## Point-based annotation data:
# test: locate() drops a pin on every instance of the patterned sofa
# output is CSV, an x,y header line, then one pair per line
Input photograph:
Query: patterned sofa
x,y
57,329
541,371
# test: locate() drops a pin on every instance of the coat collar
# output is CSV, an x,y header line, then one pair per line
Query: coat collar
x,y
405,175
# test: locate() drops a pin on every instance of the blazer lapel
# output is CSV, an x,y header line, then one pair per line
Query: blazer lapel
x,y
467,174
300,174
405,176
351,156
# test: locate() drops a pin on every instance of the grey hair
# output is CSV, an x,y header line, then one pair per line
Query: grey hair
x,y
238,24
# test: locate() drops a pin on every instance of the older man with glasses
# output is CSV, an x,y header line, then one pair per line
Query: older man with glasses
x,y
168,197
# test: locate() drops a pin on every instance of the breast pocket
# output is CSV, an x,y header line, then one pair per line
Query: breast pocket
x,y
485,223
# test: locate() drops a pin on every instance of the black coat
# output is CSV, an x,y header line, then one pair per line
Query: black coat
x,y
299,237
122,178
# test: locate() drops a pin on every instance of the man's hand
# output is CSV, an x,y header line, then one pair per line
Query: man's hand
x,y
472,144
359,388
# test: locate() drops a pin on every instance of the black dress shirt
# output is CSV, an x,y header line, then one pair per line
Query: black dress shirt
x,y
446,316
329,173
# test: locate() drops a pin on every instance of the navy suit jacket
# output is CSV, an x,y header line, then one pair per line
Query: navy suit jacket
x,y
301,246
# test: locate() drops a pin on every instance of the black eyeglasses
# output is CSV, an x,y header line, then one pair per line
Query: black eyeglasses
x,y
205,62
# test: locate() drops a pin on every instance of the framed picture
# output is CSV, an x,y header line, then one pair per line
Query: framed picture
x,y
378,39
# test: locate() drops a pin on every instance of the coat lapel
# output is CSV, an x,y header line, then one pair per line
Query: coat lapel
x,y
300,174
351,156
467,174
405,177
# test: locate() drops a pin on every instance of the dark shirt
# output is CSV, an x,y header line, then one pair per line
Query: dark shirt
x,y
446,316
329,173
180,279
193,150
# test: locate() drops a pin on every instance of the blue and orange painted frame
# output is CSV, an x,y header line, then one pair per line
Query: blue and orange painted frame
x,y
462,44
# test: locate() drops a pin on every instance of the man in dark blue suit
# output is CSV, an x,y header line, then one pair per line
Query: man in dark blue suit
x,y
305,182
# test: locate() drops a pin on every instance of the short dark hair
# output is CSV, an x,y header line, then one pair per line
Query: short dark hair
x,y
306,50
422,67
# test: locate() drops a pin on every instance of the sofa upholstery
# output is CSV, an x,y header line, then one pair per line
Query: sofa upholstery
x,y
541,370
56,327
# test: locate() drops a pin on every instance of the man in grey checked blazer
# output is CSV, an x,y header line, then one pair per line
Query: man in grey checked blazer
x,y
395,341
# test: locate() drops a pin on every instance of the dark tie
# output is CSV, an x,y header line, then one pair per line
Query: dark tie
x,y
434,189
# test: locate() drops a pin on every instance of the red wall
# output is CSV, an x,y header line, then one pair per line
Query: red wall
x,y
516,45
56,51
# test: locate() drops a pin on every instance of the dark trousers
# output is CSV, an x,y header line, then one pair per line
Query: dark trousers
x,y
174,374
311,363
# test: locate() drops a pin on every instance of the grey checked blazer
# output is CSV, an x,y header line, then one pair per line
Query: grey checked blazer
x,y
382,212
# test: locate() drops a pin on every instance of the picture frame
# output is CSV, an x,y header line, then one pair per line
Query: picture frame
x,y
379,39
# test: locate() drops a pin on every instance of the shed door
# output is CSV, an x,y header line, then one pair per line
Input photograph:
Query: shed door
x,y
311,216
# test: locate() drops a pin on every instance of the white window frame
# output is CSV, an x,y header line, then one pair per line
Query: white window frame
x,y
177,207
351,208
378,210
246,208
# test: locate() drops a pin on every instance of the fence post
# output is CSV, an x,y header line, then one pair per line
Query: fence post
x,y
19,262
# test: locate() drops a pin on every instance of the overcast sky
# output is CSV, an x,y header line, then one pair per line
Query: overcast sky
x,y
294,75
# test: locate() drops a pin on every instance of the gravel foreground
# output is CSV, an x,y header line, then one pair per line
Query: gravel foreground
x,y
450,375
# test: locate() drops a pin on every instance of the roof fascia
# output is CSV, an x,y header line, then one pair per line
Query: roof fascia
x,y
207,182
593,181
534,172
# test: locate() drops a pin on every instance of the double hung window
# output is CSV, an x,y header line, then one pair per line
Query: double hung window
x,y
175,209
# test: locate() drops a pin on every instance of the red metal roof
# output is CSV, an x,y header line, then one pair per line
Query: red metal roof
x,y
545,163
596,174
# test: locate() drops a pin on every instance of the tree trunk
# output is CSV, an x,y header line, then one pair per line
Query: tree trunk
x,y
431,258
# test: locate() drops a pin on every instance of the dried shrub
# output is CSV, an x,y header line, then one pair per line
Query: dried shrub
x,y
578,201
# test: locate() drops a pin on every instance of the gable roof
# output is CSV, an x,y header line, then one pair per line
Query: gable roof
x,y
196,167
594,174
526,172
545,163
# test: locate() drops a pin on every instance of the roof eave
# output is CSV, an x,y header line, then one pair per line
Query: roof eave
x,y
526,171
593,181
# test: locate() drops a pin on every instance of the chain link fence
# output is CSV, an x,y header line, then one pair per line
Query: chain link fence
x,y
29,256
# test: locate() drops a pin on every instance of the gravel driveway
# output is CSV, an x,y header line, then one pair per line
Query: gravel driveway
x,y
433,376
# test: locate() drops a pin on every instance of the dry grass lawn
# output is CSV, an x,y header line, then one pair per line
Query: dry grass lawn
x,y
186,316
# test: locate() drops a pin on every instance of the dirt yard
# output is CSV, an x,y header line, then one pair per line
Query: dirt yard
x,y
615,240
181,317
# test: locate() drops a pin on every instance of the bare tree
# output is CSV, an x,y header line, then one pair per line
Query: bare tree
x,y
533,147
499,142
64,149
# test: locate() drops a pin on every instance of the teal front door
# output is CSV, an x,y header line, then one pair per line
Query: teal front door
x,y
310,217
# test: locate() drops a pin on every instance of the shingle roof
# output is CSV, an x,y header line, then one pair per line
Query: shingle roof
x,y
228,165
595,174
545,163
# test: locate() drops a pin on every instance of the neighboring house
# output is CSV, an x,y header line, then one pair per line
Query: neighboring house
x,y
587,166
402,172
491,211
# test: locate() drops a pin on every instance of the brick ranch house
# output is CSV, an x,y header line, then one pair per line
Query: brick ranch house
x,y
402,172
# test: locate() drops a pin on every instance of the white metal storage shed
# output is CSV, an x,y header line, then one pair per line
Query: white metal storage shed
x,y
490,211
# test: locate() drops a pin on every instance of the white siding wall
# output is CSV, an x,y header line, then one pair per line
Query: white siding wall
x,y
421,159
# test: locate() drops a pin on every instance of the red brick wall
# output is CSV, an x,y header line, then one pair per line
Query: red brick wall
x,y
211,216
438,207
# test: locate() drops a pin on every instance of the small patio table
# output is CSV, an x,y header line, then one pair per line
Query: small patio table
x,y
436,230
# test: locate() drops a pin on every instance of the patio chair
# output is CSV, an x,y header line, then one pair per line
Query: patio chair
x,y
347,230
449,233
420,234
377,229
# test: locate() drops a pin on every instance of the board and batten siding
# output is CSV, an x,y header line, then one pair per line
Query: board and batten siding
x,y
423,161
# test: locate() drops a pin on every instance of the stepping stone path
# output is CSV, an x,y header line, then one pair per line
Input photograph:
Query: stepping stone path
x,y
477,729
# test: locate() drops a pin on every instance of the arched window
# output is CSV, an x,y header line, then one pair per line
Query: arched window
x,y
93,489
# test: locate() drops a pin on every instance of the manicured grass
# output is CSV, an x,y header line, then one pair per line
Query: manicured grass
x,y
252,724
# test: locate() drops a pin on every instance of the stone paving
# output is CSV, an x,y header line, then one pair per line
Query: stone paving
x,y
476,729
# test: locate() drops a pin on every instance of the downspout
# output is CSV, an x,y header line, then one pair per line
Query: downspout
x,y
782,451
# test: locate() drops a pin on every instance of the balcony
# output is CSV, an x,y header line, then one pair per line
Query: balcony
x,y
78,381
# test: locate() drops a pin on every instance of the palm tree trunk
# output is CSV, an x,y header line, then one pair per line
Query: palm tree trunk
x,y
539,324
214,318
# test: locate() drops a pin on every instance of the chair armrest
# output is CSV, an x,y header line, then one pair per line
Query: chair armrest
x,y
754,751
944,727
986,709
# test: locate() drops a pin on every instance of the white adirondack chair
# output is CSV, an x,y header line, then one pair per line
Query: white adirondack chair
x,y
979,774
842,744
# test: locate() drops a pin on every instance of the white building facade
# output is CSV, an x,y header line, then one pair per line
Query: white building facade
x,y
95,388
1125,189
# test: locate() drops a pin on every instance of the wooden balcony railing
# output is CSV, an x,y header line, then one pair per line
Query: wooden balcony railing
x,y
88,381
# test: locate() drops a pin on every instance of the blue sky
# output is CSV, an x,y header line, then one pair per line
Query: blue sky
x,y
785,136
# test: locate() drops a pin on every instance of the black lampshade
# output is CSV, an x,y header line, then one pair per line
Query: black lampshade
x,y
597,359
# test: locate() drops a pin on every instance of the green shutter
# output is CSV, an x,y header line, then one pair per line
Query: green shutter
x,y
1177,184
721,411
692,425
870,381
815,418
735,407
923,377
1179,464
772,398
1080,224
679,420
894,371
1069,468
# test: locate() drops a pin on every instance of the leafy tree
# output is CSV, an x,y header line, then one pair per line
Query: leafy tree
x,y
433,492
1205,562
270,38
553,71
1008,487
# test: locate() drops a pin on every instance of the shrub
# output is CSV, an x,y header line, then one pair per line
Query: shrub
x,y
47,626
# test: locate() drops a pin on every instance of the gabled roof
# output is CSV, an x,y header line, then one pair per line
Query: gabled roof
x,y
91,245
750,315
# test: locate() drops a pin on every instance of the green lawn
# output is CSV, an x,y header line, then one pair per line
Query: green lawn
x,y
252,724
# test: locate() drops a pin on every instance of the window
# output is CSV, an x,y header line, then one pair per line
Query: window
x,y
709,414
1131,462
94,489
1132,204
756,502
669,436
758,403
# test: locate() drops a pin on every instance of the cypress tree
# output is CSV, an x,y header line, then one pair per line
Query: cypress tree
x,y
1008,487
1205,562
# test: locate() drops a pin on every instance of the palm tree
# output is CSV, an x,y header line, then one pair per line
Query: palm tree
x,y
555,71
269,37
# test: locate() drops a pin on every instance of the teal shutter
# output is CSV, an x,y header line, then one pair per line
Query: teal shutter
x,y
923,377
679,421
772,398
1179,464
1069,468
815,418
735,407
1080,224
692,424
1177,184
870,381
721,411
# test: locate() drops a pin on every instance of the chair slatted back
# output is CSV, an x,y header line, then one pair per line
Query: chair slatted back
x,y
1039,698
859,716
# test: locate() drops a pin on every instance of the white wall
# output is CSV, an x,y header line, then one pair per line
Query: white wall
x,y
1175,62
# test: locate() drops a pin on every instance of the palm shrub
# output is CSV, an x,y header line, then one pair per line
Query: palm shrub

## DIRECTIONS FOR THIS TASK:
With the line containing "the leafy tree" as the first and the last line of the records as the final one, print exactly the lines in that span.

## EXERCISE RESULT:
# test: locate() drops a pin on every instance of the leafy tree
# output is CSV, an x,y header line, then one pair per line
Query: leafy tree
x,y
433,492
1205,562
270,38
553,71
1008,487
# test: locate() drops a pin on every instance of the shrub
# output is CSV, an x,y header line, then one pair per line
Query: shrub
x,y
47,626
# test: locate() drops a pin on every instance of the gabled roof
# output is CSV, an x,y header line, then one pair per line
Query: gabled roof
x,y
91,245
750,315
# test: locate() drops a pin on every instance of the green lawn
# output is CSV, an x,y header line, then one pair per line
Query: green lawn
x,y
252,724
# test: locate() drops a pin on every instance of the window
# output is CSV, an x,y header line, then one pair per line
Query: window
x,y
709,414
1131,462
94,489
1132,204
756,502
669,436
758,403
# test: locate() drops a pin on every instance of the cypress tree
# output is CSV, an x,y header line, then one pair per line
Query: cypress tree
x,y
1008,487
1205,562
# test: locate() drops a pin on every instance of the palm tree
# output is CSV, an x,y header line, then one pair per line
Query: palm tree
x,y
555,71
269,37
# test: locate() drops a pin on every instance of the teal shutter
# output is CSV, an x,y header line, then one pair per line
Query: teal shutter
x,y
923,377
679,421
772,398
1179,464
1069,468
815,418
735,407
1080,224
692,424
1177,184
870,381
721,411
# test: locate() drops a pin on every instance of the chair slatted back
# output is CSV, an x,y header line, then one pair per line
Query: chair slatted back
x,y
1039,698
859,716
# test: locate() drops a pin on every instance of the white wall
# output is CSV, an x,y header line, then one pair per line
Query: white wall
x,y
1175,62
# test: locate() drops a pin on every instance of the palm shrub
# output is CSV, an x,y header line, then one pair per line
Query: palm shrub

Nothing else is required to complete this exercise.